======== Texto de origem

Por um lado, a ontologia clássica se transforma em ontologismo apologético, mas, por outro, a teoria dos capítulos de nulidade facilmente se torna uma forma de "niilismo canônico".
Caffarra me parece ser um dos poucos pastores a repetir com grande lucidez o modelo do século XIX de resposta eclesial ao desafio do mundo moderno. Mas não percebe que a Amoris laetitia pretende sair justamente desse modelo redutivo de consideração da experiência à luz do Evangelho, embora não pretenda sair, de fato, da grande tradição eclesial.
Ao contrário, a Amoris laetitia garante a continuidade à doutrina mediante uma oportuna tradução e conversão, enquanto a posição de Caffarra – que ele afirma ser clara e límpida – gera um contínuo curto-circuito entre doutrina eclesial, experiência dos sujeitos e mediação eclesial.
Caffarra parte da hipótese de que a Amoris laetitia traz confusão a uma condição substancialmente clara, enquanto eu acredito que a Amoris laetitia traz um início de esclarecimento em uma situação que a Familiaris consortio, começando a alterar a lógica do século XIX, tinha tornado muito confusa e ambígua.
5. Adultério pollakós léghetai. Ontologismo dogmático e niilismo canônico se implicam mutuamente
O cardeal Caffarra, que também é o fundador do Instituto João Paulo II, onde matrimônio e família deveriam ser estudados a fundo, parece não querer ouvir outra voz senão a de João Paulo II. Assim também fazem, em pleno acordo com o fundador, os principais professores atuais desse instituto, todos unidos nessa surpreendente hermenêutica da descontinuidade diante da Amoris laetitia.

================
======== Dados do exercício

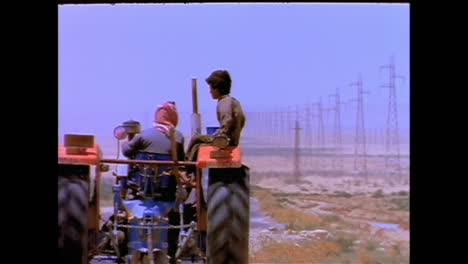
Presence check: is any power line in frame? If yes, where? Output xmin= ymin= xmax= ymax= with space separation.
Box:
xmin=350 ymin=75 xmax=369 ymax=182
xmin=380 ymin=57 xmax=403 ymax=182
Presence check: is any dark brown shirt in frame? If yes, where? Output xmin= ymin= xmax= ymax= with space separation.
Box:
xmin=216 ymin=95 xmax=245 ymax=146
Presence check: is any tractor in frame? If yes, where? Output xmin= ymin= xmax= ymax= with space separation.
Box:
xmin=58 ymin=79 xmax=249 ymax=264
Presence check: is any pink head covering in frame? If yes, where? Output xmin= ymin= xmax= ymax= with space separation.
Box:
xmin=154 ymin=102 xmax=179 ymax=131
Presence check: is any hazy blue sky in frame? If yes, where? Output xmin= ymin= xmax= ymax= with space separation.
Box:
xmin=58 ymin=3 xmax=410 ymax=140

================

Tarefa A. Segundo o texto sobre a Amoris laetitia, quem é o fundador do Instituto João Paulo II?
Tarefa B. Converta em lista numerada, sem as linhas em branco, somente o trecho dos registros que vai da linha que contém "Presence check: is any pink" até o fim dos registros, incluindo essa linha.

Resposta escrita A. O cardeal Caffarra.

Resposta escrita B.
1. Presence check: is any pink head covering in frame? If yes, where? Output xmin= ymin= xmax= ymax= with space separation.
2. Box:
3. xmin=154 ymin=102 xmax=179 ymax=131
4. Presence check: is any hazy blue sky in frame? If yes, where? Output xmin= ymin= xmax= ymax= with space separation.
5. Box:
6. xmin=58 ymin=3 xmax=410 ymax=140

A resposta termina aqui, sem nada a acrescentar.